• Instructions to follow
The reply should consist of the entire listing, word for word.

━━━━━━━━━━

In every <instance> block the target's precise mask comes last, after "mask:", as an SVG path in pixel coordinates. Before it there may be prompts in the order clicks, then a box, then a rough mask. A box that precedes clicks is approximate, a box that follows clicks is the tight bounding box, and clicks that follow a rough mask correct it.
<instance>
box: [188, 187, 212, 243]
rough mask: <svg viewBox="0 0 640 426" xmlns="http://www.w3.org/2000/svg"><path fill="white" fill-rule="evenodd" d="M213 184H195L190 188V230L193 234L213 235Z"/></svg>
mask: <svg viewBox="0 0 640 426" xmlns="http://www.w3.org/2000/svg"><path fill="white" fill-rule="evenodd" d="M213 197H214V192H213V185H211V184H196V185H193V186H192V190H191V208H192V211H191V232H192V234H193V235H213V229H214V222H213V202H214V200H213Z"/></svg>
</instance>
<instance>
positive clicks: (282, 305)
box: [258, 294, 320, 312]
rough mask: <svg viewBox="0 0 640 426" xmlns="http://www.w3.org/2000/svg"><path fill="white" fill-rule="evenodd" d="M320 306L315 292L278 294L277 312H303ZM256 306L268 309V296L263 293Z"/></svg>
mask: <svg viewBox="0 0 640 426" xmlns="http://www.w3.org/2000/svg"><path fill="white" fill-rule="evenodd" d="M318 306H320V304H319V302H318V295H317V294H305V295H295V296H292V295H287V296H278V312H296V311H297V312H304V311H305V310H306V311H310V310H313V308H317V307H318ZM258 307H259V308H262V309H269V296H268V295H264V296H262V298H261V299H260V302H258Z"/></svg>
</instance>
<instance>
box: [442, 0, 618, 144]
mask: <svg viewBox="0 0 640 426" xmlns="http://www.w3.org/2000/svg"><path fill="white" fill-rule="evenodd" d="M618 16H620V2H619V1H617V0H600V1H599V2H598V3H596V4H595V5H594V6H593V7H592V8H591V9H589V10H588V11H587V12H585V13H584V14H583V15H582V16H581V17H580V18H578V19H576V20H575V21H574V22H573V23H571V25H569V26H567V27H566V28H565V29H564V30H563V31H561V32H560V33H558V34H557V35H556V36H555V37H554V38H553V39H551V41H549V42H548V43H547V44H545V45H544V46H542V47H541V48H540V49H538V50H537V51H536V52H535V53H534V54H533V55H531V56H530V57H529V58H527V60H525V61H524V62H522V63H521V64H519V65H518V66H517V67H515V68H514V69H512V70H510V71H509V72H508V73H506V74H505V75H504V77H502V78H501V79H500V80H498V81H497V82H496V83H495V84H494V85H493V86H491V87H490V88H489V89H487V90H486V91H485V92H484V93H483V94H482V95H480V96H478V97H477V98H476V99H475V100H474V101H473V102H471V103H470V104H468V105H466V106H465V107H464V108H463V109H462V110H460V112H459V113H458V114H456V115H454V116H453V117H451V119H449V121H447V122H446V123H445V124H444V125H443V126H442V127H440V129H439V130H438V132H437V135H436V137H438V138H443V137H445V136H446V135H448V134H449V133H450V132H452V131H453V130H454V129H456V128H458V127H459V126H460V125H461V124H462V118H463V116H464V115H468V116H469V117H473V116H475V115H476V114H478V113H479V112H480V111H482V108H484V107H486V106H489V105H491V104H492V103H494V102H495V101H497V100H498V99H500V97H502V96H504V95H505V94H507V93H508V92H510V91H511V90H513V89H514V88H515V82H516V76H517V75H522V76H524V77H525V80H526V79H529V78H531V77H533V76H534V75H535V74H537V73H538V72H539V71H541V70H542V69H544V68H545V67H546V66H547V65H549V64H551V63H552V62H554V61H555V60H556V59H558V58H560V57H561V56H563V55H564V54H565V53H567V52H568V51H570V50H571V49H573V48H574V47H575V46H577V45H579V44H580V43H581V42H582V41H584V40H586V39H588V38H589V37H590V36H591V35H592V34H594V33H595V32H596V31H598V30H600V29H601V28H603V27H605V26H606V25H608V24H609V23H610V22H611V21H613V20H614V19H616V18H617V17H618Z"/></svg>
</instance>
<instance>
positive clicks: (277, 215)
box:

━━━━━━━━━━

• Response to this exercise
In every <instance> block the target's precise mask comes last, after "mask:", as an SVG path in pixel coordinates. Before it there may be prompts in the order clicks, then a box, then a rough mask. A box that precedes clicks is approximate, a box that follows clicks is the tight bounding box, and clicks that follow a rough mask correct it.
<instance>
box: [188, 187, 212, 243]
rough mask: <svg viewBox="0 0 640 426" xmlns="http://www.w3.org/2000/svg"><path fill="white" fill-rule="evenodd" d="M213 184H195L190 188V230L193 234L213 235Z"/></svg>
mask: <svg viewBox="0 0 640 426" xmlns="http://www.w3.org/2000/svg"><path fill="white" fill-rule="evenodd" d="M213 197H214V192H213V185H211V184H196V185H193V186H192V190H191V208H192V211H191V232H192V234H193V235H213V229H214V222H213V202H214V200H213Z"/></svg>
</instance>
<instance>
positive clicks: (282, 305)
box: [258, 294, 320, 312]
rough mask: <svg viewBox="0 0 640 426" xmlns="http://www.w3.org/2000/svg"><path fill="white" fill-rule="evenodd" d="M320 306L315 292L278 294L277 312H303ZM256 306L268 309V296L263 293Z"/></svg>
mask: <svg viewBox="0 0 640 426" xmlns="http://www.w3.org/2000/svg"><path fill="white" fill-rule="evenodd" d="M318 306H320V304H319V302H318V295H317V294H305V295H295V296H292V295H287V296H278V312H296V311H297V312H304V311H305V310H306V311H310V310H313V308H317V307H318ZM258 307H259V308H262V309H269V296H268V295H264V296H262V298H261V299H260V302H258Z"/></svg>
</instance>
<instance>
box: [442, 0, 618, 144]
mask: <svg viewBox="0 0 640 426" xmlns="http://www.w3.org/2000/svg"><path fill="white" fill-rule="evenodd" d="M618 16H620V2H619V1H617V0H600V1H599V2H598V3H596V4H595V5H594V6H593V7H592V8H591V9H589V10H588V11H587V12H585V13H584V14H583V15H582V16H581V17H580V18H578V19H576V20H575V21H574V22H573V23H571V25H569V26H567V27H566V28H565V29H564V30H563V31H561V32H560V33H558V34H557V35H556V36H555V37H554V38H553V39H551V41H549V42H548V43H547V44H545V45H544V46H542V47H541V48H540V49H538V50H537V51H536V52H535V53H534V54H533V55H531V56H530V57H529V58H527V60H525V61H524V62H522V63H521V64H519V65H518V66H517V67H515V68H514V69H512V70H510V71H509V72H508V73H506V74H505V75H504V77H502V78H501V79H500V80H498V81H497V82H496V83H495V84H494V85H493V86H491V87H490V88H489V89H487V90H486V91H485V92H484V93H483V94H482V95H480V96H478V97H477V98H476V99H475V100H474V101H473V102H471V103H470V104H468V105H466V106H465V107H464V108H463V109H462V110H460V112H459V113H458V114H456V115H454V116H453V117H451V119H449V121H447V122H446V123H445V124H444V125H443V126H442V127H440V129H439V130H438V132H437V135H436V137H438V138H443V137H445V136H446V135H448V134H449V133H450V132H452V131H453V130H454V129H456V128H458V127H459V126H460V125H461V124H462V118H463V116H464V115H468V116H469V117H473V116H475V115H476V114H478V113H479V112H480V111H482V108H484V107H486V106H489V105H491V104H492V103H494V102H495V101H497V100H498V99H500V97H502V96H504V95H505V94H507V93H508V92H510V91H511V90H513V89H514V88H515V82H516V76H517V75H522V76H524V77H525V80H526V79H529V78H531V77H533V76H534V75H535V74H537V73H538V72H539V71H541V70H542V69H544V68H545V67H546V66H547V65H549V64H551V63H552V62H554V61H555V60H556V59H558V58H560V57H561V56H563V55H564V54H565V53H567V52H568V51H570V50H571V49H573V48H574V47H575V46H577V45H579V44H580V43H581V42H582V41H584V40H586V39H588V38H589V37H590V36H591V35H592V34H594V33H595V32H596V31H598V30H600V29H601V28H603V27H605V26H606V25H608V24H609V23H610V22H611V21H613V20H614V19H616V18H617V17H618Z"/></svg>
</instance>
<instance>
positive clicks: (277, 215)
box:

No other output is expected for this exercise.